Exact copies of all entries are needed. Pictures are to be left out.

(Items from a data source)
BEGIN

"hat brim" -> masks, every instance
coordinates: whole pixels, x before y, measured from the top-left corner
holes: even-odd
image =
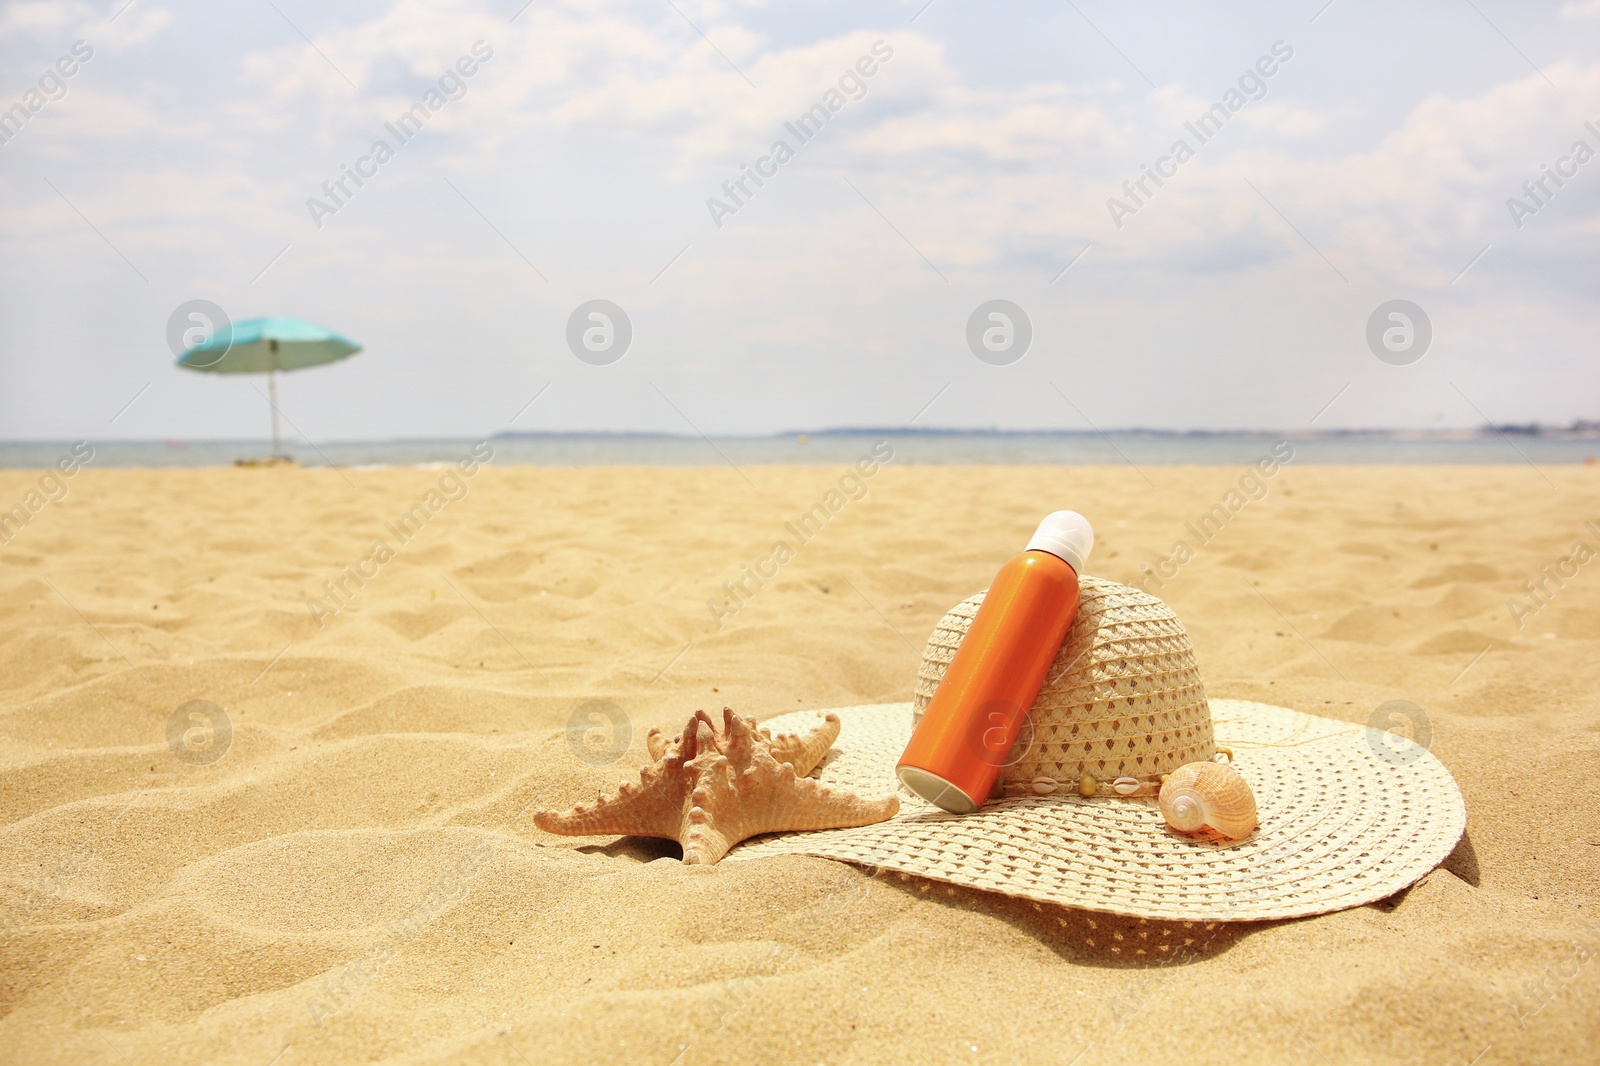
[[[863,796],[897,789],[899,814],[751,840],[727,858],[817,855],[1108,914],[1265,921],[1392,896],[1443,861],[1466,829],[1450,771],[1405,738],[1263,703],[1210,706],[1217,746],[1232,749],[1255,793],[1260,825],[1242,841],[1177,833],[1154,799],[1058,792],[947,814],[898,788],[912,712],[890,703],[762,725],[793,732],[837,714],[839,739],[813,776]]]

END

*Answer space*.
"hat brim" -> masks, every instance
coordinates: whole pixels, x before y, measured from the top-left corner
holes: even-odd
image =
[[[863,796],[897,789],[899,814],[751,840],[727,858],[817,855],[1108,914],[1265,921],[1392,896],[1443,861],[1466,829],[1450,771],[1405,738],[1263,703],[1210,706],[1217,746],[1232,749],[1255,793],[1260,825],[1242,841],[1177,833],[1154,799],[1058,792],[947,814],[898,788],[912,712],[890,703],[762,725],[793,732],[837,714],[839,739],[813,776]]]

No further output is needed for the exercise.